--- Start RECORDS SUPPLIED ---

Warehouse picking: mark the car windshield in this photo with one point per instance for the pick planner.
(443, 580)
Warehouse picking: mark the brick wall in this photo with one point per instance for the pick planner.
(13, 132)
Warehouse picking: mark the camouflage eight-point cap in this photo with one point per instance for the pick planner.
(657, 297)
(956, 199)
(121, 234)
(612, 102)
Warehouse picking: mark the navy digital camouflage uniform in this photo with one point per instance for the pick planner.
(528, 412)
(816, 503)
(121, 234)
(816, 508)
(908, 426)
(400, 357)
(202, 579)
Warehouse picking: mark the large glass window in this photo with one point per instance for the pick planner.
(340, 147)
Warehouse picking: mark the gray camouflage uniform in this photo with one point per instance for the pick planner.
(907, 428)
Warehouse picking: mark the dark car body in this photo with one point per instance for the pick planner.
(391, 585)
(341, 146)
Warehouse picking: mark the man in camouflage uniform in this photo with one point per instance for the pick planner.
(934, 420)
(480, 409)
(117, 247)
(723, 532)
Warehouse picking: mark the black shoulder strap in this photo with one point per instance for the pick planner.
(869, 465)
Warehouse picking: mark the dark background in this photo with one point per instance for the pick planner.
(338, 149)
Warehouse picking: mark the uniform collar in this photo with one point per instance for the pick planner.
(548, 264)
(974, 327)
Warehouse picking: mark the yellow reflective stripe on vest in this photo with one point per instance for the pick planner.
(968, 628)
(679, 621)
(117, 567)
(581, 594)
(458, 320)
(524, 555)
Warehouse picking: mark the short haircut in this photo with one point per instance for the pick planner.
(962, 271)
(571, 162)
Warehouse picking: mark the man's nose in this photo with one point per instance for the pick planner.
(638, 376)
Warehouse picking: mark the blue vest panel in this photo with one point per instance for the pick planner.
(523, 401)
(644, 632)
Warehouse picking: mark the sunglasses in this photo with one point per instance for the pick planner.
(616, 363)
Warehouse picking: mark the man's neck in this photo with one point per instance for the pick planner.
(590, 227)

--- End RECORDS SUPPLIED ---

◆ SET EXERCISE: Copy the lines of data above word for word, covering every entry.

◆ THE SOLUTION:
Warehouse picking: mark the car windshield in this photo with one point per instance for the pick planner.
(443, 580)
Warehouse picking: mark the brick wall in this photo with one point per instance for the pick planner.
(13, 132)
Warehouse picking: mark the camouflage eight-point cap in this photo with one point per instance for the pick planner.
(657, 297)
(956, 199)
(121, 234)
(612, 102)
Warehouse picking: mark the navy digital camouflage uniform in this photo with one point per instance for the pick planner.
(528, 412)
(816, 503)
(121, 234)
(816, 508)
(908, 426)
(400, 357)
(202, 579)
Warehouse picking: mark the large glass window in this photo with one point per instance for the pick planner.
(340, 147)
Warehouse picking: mark the gray camouflage uniform in this photo with one point per instance for the pick planner.
(907, 428)
Warehouse picking: mark the dark car body in this photo with one point per instance for the pick planner.
(391, 585)
(341, 146)
Warehouse picking: mark the man in camouflage uniform in this photo with one point per instance for the pick planner.
(934, 420)
(480, 409)
(117, 247)
(723, 532)
Warehouse picking: mark the black shoulder strap in this photo with one point per instance for the pick planner.
(869, 465)
Warehouse picking: mark the dark background in this photo with one point per instance for the pick planner.
(338, 149)
Warehouse picking: mark the uniform collar in this photo with one point per instance for the pick planner.
(548, 264)
(974, 327)
Warehouse picking: mark the yellow reflective stripe on vest in this photo with one point per instance for the pick planner.
(968, 628)
(679, 621)
(117, 567)
(581, 594)
(458, 320)
(524, 555)
Warehouse picking: mark the short haircut in this photo with one point per instance for the pick planner.
(962, 271)
(571, 162)
Warehouse picking: mark the man's nose in this photo with one point per instance for the pick planner.
(638, 376)
Warehouse picking: mark the blue vest panel in this photo with one point per instance for the pick planner.
(523, 401)
(644, 632)
Warehouse picking: mark the sunglasses in this photo with one point per instance for the pick planner.
(616, 363)
Warehouse picking: mark the man's neck in this photo with one point per instance for the pick planner.
(590, 227)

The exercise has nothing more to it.